> [DATA UNDER STUDY]
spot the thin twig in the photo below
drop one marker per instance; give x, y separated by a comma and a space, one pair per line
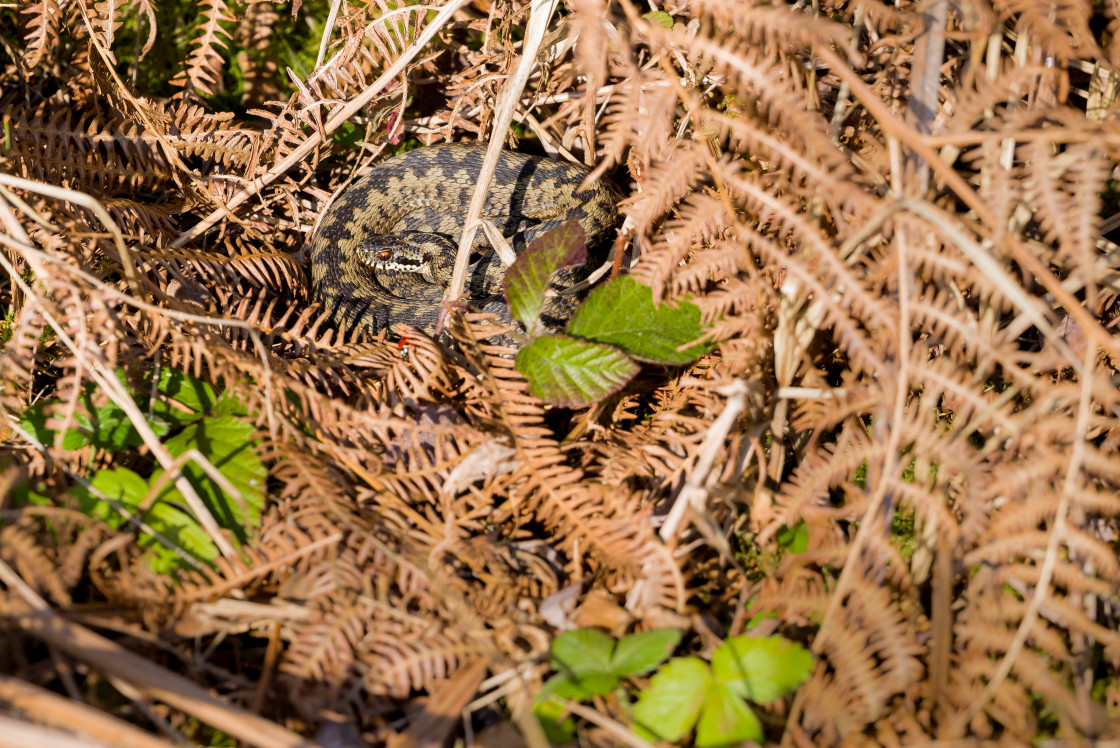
540, 15
336, 121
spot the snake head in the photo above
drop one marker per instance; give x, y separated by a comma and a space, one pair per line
417, 253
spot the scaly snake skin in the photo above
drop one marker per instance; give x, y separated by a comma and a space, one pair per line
384, 249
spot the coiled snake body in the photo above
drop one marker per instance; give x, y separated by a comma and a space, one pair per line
384, 250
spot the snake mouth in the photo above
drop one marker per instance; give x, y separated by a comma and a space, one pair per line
380, 258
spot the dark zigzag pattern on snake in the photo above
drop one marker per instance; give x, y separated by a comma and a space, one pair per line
416, 203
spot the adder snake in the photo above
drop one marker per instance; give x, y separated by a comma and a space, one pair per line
384, 250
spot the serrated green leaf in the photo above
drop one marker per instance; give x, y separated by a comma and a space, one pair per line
726, 720
226, 442
640, 653
582, 651
194, 396
761, 669
660, 17
794, 539
552, 714
528, 278
119, 485
574, 373
128, 489
108, 428
621, 312
670, 707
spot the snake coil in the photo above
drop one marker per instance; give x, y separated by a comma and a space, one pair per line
384, 250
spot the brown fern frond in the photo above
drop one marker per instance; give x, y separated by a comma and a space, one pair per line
202, 71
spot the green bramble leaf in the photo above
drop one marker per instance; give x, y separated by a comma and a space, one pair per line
669, 709
128, 489
641, 653
582, 651
761, 669
574, 373
621, 312
726, 720
185, 399
528, 278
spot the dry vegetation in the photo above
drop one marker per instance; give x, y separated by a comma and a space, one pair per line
890, 215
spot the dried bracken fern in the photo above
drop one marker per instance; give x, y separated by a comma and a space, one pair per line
889, 215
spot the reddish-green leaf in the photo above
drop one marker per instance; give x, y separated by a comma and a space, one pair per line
528, 278
574, 373
621, 312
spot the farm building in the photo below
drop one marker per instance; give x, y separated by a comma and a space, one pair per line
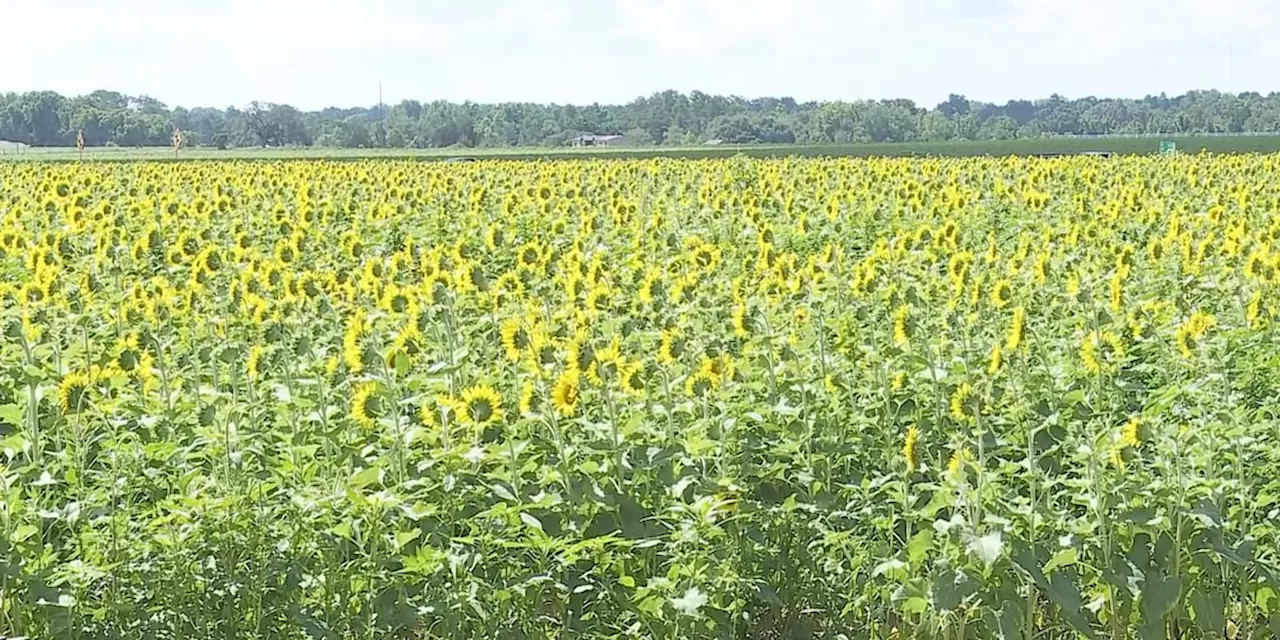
12, 147
595, 141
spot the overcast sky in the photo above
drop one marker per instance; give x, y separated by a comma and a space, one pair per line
320, 53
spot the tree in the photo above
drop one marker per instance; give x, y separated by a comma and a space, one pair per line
954, 106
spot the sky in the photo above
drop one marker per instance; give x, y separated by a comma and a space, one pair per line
334, 53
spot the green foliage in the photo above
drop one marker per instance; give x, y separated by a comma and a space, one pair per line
664, 118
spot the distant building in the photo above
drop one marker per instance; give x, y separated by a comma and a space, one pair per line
592, 140
12, 147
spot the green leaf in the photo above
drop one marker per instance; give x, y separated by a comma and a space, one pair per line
12, 414
403, 538
1063, 558
366, 478
1009, 621
1160, 594
531, 521
1210, 612
919, 545
892, 567
23, 533
950, 589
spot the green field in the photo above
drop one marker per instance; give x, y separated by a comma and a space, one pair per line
1033, 146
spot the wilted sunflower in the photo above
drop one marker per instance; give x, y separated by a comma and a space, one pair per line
252, 364
73, 391
529, 398
515, 338
909, 444
1001, 293
366, 406
961, 401
1101, 352
1192, 332
671, 346
1016, 327
565, 394
901, 330
702, 383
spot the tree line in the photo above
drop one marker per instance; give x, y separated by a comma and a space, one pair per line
108, 118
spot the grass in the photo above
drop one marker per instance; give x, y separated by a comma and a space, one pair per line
1031, 146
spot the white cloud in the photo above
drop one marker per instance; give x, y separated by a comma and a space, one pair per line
318, 53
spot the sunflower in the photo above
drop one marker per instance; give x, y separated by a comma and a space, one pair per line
515, 338
961, 401
565, 394
1101, 352
630, 376
741, 320
73, 391
901, 332
1192, 332
671, 346
909, 448
352, 350
996, 360
607, 364
481, 405
1116, 292
1016, 328
366, 406
254, 362
1253, 311
702, 383
529, 398
1130, 437
959, 458
128, 353
653, 287
1001, 293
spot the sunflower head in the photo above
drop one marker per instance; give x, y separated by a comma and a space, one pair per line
366, 406
565, 394
73, 392
909, 448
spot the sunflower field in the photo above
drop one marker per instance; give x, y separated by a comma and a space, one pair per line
767, 398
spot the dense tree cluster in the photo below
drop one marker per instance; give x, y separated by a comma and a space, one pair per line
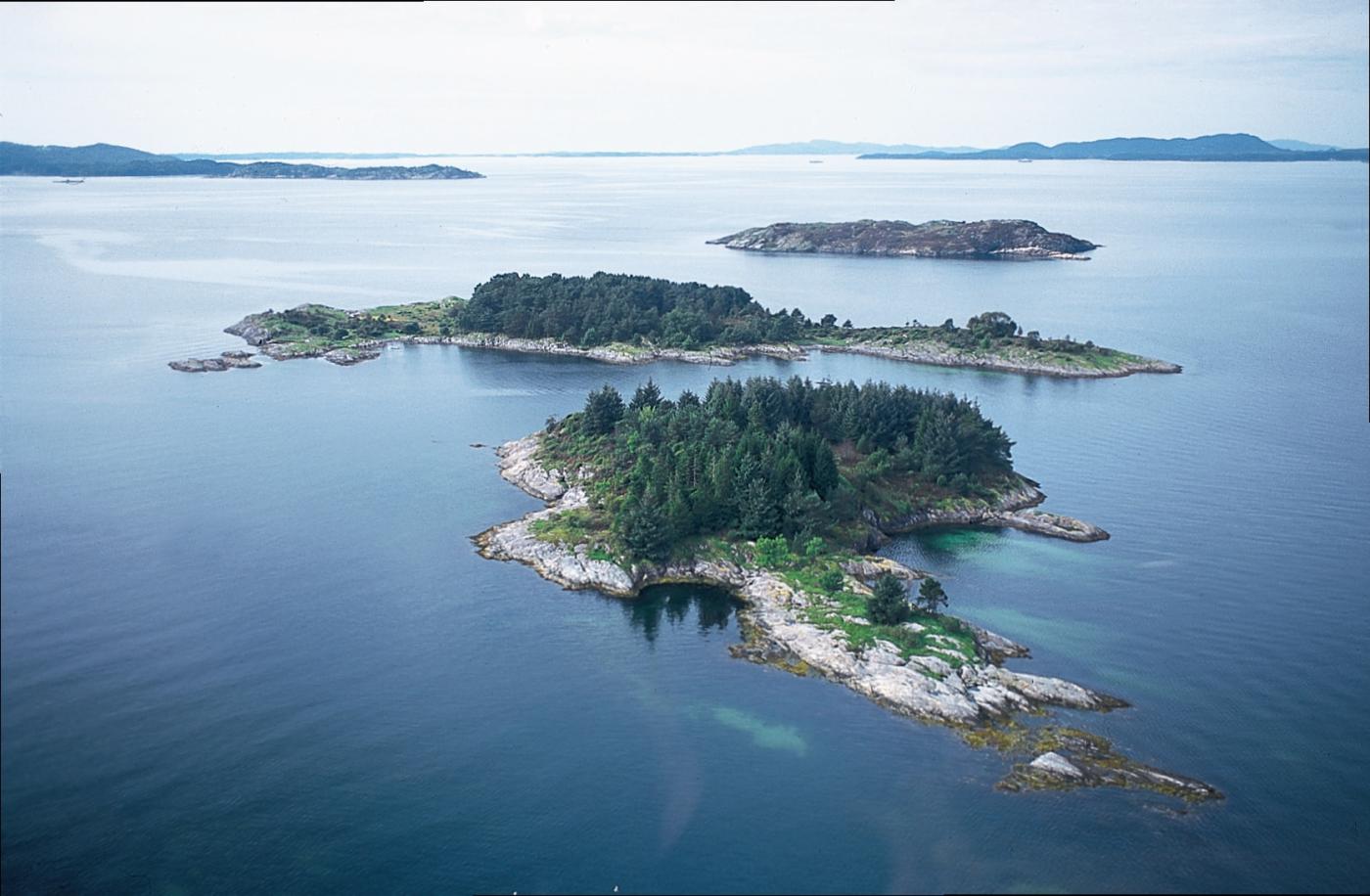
769, 458
623, 308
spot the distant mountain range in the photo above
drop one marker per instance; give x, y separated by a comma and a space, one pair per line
1301, 146
805, 148
1210, 148
110, 160
103, 159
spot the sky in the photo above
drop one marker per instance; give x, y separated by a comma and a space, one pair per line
536, 77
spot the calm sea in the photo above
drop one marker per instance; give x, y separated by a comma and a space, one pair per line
249, 647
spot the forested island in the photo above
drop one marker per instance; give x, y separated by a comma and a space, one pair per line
774, 491
932, 239
626, 318
109, 160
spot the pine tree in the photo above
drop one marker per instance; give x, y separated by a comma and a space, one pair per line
931, 596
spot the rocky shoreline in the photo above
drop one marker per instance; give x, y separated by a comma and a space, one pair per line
260, 337
1009, 239
1011, 510
947, 356
940, 356
921, 687
226, 361
979, 696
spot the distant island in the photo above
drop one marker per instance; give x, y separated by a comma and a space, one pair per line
110, 160
934, 239
622, 318
774, 491
1225, 153
1210, 148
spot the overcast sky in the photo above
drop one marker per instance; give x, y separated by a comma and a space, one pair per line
526, 77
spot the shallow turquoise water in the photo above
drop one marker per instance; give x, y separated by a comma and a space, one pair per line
247, 644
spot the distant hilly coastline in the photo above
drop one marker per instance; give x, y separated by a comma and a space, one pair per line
1210, 148
804, 148
109, 160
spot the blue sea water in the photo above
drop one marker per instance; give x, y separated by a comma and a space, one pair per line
249, 646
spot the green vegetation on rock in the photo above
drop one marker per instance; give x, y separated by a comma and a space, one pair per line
632, 317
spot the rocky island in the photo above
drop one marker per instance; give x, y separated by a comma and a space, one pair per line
776, 491
934, 239
620, 318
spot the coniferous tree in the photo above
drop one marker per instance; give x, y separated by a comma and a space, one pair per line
931, 596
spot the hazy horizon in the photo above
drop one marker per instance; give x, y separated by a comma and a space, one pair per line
529, 77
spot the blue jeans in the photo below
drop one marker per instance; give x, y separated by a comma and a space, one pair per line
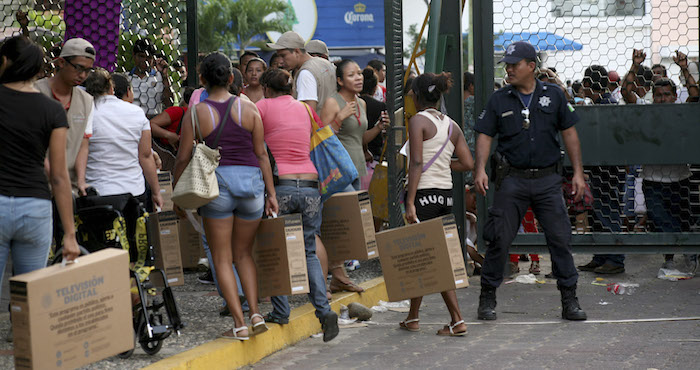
213, 273
306, 201
26, 228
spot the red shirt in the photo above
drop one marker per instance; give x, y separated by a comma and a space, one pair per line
175, 114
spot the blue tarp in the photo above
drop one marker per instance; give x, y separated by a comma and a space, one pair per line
542, 41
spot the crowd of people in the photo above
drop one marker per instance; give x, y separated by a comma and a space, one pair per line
111, 132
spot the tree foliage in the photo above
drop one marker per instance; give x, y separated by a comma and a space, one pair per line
230, 25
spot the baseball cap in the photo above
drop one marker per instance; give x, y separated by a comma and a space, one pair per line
613, 76
78, 47
518, 51
317, 47
288, 40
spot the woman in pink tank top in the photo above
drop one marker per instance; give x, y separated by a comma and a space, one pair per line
433, 138
244, 176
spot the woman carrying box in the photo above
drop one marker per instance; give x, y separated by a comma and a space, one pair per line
244, 177
433, 138
288, 135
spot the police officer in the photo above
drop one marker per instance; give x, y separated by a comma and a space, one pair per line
527, 115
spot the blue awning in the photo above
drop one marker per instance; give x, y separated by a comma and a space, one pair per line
542, 41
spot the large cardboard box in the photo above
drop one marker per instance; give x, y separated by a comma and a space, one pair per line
347, 230
280, 257
64, 317
422, 259
191, 245
166, 190
163, 232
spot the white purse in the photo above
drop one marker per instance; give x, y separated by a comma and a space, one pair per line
197, 185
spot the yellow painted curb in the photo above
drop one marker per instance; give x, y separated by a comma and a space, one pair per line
231, 354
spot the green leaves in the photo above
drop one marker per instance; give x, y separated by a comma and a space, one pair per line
226, 24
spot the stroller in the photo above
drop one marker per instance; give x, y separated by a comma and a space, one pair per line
120, 221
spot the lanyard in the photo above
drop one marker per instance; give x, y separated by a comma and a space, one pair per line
526, 111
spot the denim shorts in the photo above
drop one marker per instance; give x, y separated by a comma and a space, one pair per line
241, 194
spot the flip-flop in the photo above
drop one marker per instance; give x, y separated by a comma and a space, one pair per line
451, 328
404, 325
259, 327
235, 334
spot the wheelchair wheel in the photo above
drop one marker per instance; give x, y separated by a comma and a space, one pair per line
150, 346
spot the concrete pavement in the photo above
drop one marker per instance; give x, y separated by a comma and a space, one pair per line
529, 332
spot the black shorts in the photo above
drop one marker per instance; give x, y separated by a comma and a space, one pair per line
432, 203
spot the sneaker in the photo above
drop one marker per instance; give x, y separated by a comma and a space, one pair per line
590, 266
330, 326
513, 269
206, 278
352, 265
609, 269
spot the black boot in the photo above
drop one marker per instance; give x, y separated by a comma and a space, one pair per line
570, 309
487, 303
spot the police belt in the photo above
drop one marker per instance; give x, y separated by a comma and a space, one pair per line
533, 173
297, 183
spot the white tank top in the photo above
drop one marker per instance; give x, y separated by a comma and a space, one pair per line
438, 175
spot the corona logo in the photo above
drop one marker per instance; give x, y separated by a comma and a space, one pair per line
359, 15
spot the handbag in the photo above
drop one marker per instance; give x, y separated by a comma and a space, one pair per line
197, 185
335, 167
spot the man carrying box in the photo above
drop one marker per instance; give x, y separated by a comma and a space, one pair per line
527, 115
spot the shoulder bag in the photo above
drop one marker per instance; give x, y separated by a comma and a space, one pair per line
335, 167
197, 185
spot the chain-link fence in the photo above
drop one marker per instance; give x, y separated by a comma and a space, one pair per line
614, 52
112, 26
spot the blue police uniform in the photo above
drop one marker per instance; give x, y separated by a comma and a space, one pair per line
528, 139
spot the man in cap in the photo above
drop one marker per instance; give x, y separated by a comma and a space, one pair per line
527, 115
73, 65
149, 79
314, 77
317, 48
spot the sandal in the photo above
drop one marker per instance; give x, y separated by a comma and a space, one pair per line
259, 327
235, 334
451, 329
404, 325
275, 320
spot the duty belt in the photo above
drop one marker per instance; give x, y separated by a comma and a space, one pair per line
297, 183
532, 173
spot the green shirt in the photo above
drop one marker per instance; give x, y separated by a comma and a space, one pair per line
350, 134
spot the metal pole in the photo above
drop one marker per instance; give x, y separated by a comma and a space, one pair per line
431, 56
192, 47
482, 18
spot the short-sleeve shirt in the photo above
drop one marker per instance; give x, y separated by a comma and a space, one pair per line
113, 158
27, 121
288, 133
148, 92
175, 114
536, 146
306, 86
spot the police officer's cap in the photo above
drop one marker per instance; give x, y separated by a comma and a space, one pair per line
518, 51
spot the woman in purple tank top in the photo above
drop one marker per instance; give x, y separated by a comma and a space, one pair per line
244, 176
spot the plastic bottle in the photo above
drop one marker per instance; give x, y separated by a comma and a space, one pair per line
623, 288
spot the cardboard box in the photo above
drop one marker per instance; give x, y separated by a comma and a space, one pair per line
165, 182
191, 246
347, 230
280, 257
65, 317
422, 259
163, 232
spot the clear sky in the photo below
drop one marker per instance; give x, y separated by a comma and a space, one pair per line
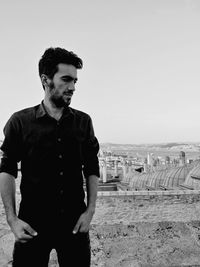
141, 77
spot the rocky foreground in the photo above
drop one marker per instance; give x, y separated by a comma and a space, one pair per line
138, 230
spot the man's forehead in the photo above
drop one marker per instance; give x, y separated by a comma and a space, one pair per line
67, 69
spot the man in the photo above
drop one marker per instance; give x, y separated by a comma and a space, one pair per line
57, 149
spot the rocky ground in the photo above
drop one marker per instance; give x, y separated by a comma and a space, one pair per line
135, 231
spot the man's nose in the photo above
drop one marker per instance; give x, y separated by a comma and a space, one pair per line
71, 86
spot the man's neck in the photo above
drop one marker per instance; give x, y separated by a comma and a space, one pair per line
52, 110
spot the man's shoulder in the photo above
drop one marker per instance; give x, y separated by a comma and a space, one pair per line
80, 113
25, 112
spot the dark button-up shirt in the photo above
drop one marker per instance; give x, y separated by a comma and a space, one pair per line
54, 156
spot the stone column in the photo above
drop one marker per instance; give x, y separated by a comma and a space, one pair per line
115, 168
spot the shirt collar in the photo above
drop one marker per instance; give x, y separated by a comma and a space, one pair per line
41, 111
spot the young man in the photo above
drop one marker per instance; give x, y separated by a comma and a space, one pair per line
57, 147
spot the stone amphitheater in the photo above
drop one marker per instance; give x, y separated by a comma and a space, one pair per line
152, 219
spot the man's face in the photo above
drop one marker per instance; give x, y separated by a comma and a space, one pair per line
62, 85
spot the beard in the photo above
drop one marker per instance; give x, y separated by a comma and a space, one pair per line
58, 100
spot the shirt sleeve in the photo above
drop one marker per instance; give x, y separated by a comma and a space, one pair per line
11, 149
90, 152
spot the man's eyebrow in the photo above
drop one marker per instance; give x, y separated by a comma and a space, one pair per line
70, 77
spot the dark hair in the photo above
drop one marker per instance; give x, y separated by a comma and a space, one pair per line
53, 56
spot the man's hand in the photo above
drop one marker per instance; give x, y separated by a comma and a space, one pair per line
83, 222
22, 230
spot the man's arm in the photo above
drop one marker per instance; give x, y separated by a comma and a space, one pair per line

> [WORK INSTRUCTIONS]
With the line holding "spot the large" as the first and the line holding "spot the lanyard in the photo above" as the last, please transcribe exactly the lines of the material above in that range and nothing else.

> [THE COMPLETED TASK]
spot the large cardboard box in the photo above
drop one marker per instance; give x, y separated by a comma and a space, one pair per line
347, 230
280, 257
64, 317
422, 259
191, 245
166, 190
163, 232
spot the white purse in the photo above
drop one marker per instance; give x, y separated by a comma and a space, one pair per line
197, 185
spot the yellow painted curb in the photo above
drop one marker per instance; give x, y separated by a comma and a space, one pair per line
231, 354
spot the green leaves in the photo above
drop one marker per instance; give x, y separated by a comma and a space, one pair per line
226, 24
spot the stroller in the photo above
drop one marker per instance; give x, y separated by a comma and a space, one pair per line
120, 221
spot the lanyard in the photo above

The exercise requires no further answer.